=== Gösterilen metin ===

Sohbetlerimizin bazı bölümlerinde eskilere giderdik. Bu eskilerden bir tanesi 2003 tarihinde gazetesinde Mustafa Yemen imzasıyla bir köşe yazarı yazıları idi.

Herkes gibi bende bu zatın kim olduğunu ona sorardım. Ama ser verir sır vermezdi.

Mustafa Yemen zamanın İlçe Milli Eğitim Müdürüne bazen ufaktan ufaktan dokunuyordu bu çıkan yazılarında. Haliyle müdür merak eder Abdurrahman Baran’a gelip Mustafa Yemen’nin kim olduğunu sorardı. Ben söylemem derdi. Durumu yakından takip eden Bedirhan Abay
Milli Eğitim Müdürünün kulağına eğilerek diyor ki Mustafa Yemen Aburrahman Baran’ın ta kendisidir. Müdür durumu anladıktan sonra kimse Abdurrahman’nın yerinde olmak istemezdi. Bedirhan Abay zevkle ikisinin celallenmelerini seyre dalardı. Çok güzel günlerdi.

İdil’in özlemini çeken Avrupa’daki İdil’liler hep Abdurrahman Baranla iletişimdeydiler. Ondan
İdil’de olup bitenleri dinler rahatlardılar. Hasret giderirdiler. Eminim en çok şaşıran o Avrupa’daki
arkadaşları olmuş. Avrupa’dan İdil’e tatil için gelen hemşehrlilerimiz önce onun ofisine gelir oturur
İdil’le ilgili bilgileri ondan alırdılar. Ben buna Abdurrahman’nın ofisinde çokça şahit olmuşum.
Her memleketin gönüllü kanaat önderleri akil, insanları vardır. Adeta ödevlerine çalışır gibi
memleketlerini, belde, kasaba ve şehirlerini dengede tutmaya çalışırlar. Elbette hep karamsar
olmamamız gerekir. Bu tür görevleri yapan; yapmaya çalışan kanaat önderlerimiz vardır. Bu
insanlarımız bizlerle aynı memlekette yaşıyorlar. Ama bunların kahir ekseriyeti maalesef memleketi
terk etti. Yukarıda da söylediğim gibi kimi Ülkemizin diğer bölgelerine, kimi de Avrupa’ya göç etti.

Bu göç eden insanlarımızdan İdil’i bir dakika bile unutmayanlar da vardır elbette. Örnek vermek
gerekirse Konya’da ikamet eden Mehmet Emin Özmen, İzmit’te ikamet eden Muhittin Oğrak,
Almanya’da ikamet eden Hüseyin Bulut, Lahdo Sağ, İsmail Babayiğit. İsimlerini hatırlayamadıklarımda
vardır beni mazur görsünler. Bu hemşehrlilerimiz İdil’le kalkıp İdil’le yatıyorlar. Onlara minnettarız.

=== Veri kayıtları ===

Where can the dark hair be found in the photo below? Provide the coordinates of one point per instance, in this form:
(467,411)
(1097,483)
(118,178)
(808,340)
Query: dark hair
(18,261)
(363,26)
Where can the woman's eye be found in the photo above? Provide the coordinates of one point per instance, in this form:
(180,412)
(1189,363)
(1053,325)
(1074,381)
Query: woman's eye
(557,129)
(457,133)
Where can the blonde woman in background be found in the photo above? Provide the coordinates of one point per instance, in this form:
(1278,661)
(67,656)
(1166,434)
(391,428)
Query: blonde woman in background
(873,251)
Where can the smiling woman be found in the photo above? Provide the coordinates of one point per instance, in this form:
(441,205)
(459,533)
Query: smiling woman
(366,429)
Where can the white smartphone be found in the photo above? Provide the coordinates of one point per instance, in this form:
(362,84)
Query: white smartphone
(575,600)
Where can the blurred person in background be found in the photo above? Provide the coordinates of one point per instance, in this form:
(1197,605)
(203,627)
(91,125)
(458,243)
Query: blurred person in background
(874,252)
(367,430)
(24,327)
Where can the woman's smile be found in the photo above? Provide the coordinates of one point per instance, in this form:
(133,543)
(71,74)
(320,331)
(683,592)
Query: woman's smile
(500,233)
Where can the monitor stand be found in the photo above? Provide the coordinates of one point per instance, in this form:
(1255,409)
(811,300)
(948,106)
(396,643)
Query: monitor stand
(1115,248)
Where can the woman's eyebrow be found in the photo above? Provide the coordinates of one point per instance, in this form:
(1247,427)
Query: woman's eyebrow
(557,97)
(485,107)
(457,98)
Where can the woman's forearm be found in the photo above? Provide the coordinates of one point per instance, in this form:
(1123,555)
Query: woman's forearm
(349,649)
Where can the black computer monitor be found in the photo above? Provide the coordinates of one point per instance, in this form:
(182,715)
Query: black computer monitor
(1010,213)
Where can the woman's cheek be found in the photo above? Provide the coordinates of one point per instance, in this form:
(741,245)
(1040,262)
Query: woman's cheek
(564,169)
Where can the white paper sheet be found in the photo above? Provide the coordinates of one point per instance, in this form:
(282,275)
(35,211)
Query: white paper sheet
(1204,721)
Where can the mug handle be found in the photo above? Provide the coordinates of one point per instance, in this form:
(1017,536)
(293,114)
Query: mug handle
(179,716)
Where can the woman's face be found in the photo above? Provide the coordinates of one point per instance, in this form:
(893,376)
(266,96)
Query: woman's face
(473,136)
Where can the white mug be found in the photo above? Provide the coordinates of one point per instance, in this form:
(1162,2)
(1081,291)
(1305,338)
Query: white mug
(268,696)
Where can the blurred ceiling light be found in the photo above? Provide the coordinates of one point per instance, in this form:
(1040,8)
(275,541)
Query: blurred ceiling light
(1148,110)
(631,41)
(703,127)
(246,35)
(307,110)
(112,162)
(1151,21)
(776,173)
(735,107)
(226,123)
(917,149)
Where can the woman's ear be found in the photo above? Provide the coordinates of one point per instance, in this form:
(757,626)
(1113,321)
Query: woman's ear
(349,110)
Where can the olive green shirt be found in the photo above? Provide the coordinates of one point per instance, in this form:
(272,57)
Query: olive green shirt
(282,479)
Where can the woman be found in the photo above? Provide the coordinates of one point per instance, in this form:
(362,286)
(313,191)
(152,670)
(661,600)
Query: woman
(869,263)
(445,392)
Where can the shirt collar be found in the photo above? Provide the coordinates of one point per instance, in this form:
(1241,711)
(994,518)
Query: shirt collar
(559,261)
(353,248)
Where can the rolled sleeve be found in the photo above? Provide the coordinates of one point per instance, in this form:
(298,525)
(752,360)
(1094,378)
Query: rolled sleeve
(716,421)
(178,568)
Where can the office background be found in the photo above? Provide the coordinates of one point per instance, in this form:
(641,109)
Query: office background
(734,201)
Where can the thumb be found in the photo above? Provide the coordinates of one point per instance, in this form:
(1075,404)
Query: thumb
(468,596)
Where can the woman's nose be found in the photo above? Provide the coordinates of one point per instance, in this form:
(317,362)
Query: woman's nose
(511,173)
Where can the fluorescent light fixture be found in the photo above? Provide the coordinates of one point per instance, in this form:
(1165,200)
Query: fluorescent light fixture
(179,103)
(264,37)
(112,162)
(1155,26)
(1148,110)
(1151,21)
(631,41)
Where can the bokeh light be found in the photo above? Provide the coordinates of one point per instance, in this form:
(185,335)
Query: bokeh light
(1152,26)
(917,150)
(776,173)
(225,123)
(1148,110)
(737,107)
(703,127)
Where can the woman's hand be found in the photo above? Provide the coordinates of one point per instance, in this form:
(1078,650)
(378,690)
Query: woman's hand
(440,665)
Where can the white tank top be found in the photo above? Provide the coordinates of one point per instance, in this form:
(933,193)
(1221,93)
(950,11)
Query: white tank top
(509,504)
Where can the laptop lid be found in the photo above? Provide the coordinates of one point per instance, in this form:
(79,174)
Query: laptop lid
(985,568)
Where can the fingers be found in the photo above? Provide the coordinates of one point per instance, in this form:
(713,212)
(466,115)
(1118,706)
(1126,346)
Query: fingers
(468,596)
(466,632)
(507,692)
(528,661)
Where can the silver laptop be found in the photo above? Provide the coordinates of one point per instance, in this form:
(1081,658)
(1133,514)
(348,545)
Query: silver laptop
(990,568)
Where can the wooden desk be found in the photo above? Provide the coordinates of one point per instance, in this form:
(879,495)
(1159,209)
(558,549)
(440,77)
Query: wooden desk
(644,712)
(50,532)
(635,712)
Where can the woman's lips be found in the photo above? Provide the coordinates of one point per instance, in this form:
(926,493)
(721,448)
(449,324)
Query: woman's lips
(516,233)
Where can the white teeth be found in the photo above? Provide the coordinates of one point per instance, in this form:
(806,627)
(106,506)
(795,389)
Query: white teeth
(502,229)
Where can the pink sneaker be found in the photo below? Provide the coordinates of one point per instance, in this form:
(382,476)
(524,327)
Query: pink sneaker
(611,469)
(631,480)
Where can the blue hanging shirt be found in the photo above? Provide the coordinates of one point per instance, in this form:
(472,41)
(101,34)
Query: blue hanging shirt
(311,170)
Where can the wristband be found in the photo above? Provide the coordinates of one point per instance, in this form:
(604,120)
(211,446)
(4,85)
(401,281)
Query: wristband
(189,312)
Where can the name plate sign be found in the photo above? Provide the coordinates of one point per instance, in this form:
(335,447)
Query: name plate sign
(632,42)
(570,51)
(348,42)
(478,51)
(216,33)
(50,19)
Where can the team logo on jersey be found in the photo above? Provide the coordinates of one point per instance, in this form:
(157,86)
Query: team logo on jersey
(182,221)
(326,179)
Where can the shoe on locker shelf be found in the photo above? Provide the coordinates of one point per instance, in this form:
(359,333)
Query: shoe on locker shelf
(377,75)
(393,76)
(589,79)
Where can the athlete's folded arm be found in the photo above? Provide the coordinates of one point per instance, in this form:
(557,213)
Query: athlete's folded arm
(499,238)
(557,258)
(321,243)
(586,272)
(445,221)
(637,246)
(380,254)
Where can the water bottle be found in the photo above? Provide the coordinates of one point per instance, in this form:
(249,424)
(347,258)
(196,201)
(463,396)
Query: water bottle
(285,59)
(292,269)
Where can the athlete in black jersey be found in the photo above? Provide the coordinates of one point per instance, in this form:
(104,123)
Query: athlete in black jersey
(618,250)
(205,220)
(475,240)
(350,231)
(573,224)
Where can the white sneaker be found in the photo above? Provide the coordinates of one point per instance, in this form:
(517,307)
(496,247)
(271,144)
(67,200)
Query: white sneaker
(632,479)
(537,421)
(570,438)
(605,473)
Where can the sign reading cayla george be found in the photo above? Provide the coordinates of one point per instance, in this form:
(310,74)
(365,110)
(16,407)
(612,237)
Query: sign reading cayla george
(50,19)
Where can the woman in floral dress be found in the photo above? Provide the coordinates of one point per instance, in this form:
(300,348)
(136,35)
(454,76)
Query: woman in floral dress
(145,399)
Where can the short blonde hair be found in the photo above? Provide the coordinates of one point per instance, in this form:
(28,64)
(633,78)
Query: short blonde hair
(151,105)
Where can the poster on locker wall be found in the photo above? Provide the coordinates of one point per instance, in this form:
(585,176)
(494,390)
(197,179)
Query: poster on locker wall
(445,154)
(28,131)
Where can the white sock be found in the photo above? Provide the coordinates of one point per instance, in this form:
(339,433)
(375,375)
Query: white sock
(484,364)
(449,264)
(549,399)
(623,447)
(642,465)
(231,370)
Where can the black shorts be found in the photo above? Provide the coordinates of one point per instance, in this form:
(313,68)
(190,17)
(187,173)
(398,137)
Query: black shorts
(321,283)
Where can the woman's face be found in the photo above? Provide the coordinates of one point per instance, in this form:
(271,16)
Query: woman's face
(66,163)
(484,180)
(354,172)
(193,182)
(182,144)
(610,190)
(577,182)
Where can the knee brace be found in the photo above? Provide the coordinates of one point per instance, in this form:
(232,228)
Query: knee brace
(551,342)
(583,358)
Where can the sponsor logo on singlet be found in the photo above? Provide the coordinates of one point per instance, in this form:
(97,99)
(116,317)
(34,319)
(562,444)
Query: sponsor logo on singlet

===

Görev yönergesi:
Gösterilen metinde "İdil’in özlemini çeken" ifadesinden "çokça şahit olmuşum." ifadesine kadar olan bölümü, "ofisine" yerine "evine" koyarak düzenleyin.

Alıştırma yanıtı:
İdil’in özlemini çeken Avrupa’daki İdil’liler hep Abdurrahman Baranla iletişimdeydiler. Ondan
İdil’de olup bitenleri dinler rahatlardılar. Hasret giderirdiler. Eminim en çok şaşıran o Avrupa’daki
arkadaşları olmuş. Avrupa’dan İdil’e tatil için gelen hemşehrlilerimiz önce onun evine gelir oturur
İdil’le ilgili bilgileri ondan alırdılar. Ben buna Abdurrahman’nın ofisinde çokça şahit olmuşum.